Dataset excerpt
* * *

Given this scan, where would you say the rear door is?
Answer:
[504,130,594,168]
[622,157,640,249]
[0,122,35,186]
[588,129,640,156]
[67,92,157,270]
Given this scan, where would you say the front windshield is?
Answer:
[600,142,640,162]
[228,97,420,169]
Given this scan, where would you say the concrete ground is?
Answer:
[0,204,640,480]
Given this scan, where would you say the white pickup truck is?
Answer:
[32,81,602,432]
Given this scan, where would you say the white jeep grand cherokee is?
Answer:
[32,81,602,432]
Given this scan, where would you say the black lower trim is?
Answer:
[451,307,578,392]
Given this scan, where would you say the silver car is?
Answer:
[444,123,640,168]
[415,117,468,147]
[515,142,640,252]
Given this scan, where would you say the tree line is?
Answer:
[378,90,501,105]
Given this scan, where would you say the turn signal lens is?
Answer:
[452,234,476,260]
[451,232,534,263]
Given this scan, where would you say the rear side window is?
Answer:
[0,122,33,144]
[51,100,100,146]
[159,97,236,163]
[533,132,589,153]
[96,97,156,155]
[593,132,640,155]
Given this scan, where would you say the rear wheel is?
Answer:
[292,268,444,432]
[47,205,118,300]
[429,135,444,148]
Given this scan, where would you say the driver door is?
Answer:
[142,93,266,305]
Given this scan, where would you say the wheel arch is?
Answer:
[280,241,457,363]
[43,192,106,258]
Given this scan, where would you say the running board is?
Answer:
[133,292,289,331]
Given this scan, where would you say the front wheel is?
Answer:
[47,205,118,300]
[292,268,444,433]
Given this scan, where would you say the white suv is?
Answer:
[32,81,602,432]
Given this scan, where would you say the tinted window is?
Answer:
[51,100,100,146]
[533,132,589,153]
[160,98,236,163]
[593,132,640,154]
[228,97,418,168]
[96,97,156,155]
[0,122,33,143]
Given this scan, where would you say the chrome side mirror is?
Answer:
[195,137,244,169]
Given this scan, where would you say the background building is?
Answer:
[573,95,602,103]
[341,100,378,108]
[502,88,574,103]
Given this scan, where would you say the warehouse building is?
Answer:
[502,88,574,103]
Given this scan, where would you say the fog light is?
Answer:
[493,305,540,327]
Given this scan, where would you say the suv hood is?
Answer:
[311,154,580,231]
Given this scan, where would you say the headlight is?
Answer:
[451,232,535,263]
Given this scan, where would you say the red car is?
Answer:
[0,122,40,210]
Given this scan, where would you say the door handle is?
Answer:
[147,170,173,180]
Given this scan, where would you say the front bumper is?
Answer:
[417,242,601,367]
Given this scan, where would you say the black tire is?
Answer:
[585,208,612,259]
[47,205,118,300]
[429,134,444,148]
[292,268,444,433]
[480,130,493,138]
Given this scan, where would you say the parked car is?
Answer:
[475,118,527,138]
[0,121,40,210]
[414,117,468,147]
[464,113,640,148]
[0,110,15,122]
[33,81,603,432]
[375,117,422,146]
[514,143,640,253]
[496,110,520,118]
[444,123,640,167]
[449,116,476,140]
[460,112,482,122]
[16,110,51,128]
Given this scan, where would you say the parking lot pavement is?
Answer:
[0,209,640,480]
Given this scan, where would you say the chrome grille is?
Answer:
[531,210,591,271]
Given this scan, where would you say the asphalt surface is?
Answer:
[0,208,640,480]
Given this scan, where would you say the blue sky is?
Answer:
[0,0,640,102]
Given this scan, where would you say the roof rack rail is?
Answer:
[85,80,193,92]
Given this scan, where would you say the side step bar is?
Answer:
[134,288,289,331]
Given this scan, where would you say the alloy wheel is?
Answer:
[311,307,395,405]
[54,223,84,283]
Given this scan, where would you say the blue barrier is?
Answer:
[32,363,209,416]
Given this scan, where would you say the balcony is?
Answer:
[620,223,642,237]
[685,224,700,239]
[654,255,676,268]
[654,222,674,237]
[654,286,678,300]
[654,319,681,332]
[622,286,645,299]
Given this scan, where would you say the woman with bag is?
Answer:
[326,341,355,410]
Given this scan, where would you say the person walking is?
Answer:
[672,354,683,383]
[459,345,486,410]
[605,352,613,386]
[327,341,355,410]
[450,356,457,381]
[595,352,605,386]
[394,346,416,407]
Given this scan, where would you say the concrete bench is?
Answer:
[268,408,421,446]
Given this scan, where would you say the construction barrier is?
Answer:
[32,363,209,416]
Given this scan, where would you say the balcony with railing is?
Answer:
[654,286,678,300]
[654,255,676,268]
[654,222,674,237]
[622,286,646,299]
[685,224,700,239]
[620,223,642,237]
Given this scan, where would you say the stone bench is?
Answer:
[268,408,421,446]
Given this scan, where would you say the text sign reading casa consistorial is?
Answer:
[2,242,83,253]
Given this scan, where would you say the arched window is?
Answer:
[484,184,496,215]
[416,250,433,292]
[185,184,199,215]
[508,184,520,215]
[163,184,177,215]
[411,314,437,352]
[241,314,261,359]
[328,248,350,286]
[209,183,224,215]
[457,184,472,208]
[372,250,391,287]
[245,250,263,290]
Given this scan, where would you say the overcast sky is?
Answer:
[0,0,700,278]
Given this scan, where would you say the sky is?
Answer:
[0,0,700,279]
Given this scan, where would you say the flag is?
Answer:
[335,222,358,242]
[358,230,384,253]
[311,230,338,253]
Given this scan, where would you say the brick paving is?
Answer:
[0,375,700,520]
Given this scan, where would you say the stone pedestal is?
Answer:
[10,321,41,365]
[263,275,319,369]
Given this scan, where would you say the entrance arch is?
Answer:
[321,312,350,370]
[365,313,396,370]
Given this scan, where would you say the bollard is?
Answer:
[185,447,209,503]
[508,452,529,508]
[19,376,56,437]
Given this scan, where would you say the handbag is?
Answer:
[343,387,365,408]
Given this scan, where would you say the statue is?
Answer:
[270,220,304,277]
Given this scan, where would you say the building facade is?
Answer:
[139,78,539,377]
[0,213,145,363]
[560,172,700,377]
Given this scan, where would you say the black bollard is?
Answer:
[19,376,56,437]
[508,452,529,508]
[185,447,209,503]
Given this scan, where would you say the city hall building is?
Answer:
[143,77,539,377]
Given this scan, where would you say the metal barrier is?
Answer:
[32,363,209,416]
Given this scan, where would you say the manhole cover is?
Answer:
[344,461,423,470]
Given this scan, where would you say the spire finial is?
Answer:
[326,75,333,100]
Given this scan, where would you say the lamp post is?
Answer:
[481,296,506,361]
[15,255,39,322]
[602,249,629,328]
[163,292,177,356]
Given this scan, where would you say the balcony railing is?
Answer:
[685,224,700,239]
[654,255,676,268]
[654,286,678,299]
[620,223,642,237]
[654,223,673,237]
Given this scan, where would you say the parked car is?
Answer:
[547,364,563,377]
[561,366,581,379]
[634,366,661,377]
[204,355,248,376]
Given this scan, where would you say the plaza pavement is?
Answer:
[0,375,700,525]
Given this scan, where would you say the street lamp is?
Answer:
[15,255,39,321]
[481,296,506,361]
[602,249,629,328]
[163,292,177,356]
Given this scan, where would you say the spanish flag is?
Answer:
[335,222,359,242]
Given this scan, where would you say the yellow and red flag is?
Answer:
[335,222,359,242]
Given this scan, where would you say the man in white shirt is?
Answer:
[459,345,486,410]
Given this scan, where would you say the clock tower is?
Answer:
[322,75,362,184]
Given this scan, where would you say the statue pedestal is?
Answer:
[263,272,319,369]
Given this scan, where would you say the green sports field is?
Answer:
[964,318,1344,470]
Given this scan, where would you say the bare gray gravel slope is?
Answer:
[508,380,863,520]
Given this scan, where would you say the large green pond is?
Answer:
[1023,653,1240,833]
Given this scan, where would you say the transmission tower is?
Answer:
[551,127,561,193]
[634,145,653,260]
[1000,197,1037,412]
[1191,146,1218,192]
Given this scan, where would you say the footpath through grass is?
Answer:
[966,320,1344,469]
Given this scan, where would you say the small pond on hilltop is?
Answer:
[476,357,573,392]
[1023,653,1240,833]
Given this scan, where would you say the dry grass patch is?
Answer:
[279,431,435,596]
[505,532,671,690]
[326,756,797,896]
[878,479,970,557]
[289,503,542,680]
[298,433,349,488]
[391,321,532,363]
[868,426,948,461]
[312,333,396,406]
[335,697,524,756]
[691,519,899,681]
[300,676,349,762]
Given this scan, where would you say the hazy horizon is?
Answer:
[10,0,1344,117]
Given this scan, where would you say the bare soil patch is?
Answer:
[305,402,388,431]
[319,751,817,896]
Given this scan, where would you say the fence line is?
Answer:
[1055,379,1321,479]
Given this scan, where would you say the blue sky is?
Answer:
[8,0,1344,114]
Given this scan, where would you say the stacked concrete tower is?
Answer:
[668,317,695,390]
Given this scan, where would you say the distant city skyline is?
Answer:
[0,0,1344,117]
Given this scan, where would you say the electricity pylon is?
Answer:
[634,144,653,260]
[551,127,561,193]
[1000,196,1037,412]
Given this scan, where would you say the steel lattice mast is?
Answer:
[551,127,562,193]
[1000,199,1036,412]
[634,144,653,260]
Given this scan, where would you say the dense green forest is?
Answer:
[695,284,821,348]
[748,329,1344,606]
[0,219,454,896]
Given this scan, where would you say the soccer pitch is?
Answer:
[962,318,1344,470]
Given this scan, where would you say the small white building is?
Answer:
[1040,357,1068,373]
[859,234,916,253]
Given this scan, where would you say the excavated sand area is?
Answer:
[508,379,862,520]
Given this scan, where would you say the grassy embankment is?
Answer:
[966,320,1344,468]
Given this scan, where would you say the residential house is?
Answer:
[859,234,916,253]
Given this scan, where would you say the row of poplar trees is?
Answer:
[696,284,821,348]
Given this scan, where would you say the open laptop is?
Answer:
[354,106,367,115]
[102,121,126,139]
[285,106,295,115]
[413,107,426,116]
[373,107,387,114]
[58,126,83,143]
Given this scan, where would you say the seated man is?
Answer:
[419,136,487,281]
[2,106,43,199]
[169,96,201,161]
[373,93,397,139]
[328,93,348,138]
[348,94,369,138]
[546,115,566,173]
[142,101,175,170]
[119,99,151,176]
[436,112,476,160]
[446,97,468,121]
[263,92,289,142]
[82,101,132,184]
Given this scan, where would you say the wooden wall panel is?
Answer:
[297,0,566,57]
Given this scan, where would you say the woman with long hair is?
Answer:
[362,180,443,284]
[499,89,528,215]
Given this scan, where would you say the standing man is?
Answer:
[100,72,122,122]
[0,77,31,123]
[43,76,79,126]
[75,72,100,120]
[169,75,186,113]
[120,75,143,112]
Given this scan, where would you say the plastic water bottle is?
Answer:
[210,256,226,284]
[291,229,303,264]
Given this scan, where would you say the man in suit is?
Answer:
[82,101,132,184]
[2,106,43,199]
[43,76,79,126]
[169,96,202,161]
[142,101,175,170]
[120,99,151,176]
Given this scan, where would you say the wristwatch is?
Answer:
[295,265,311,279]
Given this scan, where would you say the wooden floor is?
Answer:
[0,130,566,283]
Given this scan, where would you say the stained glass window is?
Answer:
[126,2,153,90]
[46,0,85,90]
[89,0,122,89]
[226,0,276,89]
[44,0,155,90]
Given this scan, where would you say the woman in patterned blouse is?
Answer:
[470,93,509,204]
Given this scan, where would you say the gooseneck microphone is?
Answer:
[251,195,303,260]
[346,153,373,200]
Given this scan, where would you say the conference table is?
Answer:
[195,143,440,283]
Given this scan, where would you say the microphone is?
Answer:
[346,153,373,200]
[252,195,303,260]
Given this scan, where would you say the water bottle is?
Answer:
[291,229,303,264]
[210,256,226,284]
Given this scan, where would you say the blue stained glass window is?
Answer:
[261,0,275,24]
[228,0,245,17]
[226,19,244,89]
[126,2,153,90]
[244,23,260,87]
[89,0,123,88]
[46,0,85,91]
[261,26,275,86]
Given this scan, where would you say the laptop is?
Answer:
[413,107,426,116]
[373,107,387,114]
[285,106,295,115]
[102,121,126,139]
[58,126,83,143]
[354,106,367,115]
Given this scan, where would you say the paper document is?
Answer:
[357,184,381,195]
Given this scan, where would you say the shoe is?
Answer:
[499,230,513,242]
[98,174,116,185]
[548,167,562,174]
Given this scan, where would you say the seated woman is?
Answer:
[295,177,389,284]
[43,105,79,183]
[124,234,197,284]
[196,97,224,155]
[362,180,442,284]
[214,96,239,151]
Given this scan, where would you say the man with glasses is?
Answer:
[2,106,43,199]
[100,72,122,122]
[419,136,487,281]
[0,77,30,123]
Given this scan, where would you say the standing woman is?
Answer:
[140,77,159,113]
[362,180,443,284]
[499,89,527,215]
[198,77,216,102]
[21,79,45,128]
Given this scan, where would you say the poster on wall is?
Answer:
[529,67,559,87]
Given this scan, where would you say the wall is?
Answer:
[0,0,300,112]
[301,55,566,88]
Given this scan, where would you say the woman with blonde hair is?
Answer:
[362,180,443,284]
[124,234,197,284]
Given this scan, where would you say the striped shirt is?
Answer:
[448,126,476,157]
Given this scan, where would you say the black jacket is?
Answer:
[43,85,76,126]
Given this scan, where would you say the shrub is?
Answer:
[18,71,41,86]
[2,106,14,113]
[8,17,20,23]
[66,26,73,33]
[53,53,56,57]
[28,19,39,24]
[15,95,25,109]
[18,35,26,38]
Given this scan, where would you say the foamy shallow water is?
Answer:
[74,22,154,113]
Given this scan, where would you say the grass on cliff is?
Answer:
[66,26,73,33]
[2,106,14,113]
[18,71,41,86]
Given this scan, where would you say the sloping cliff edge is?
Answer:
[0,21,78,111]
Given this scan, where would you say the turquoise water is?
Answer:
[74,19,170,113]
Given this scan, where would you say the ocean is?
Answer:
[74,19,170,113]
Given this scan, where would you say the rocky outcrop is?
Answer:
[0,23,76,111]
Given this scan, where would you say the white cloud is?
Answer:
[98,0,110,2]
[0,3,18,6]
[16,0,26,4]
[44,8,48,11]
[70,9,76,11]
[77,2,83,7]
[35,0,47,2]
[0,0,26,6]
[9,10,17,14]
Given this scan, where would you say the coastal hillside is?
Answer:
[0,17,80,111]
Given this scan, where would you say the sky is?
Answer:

* * *

Task prompt: Reproduce the lines beginning at the one that has "Given this scan, where would you say the sloping" and stopping after the one that has "[0,23,76,111]", switching "ocean" to "sea" and leaving everything else unchanged.

Expected answer:
Given this scan, where would you say the sloping cliff edge is?
Answer:
[0,21,78,111]
Given this scan, where would you say the turquoise water is?
Answer:
[74,19,170,113]
Given this scan, where would you say the sea is?
Answer:
[74,19,170,113]
Given this scan, where would you say the rocky outcrop is?
Answer:
[0,23,76,111]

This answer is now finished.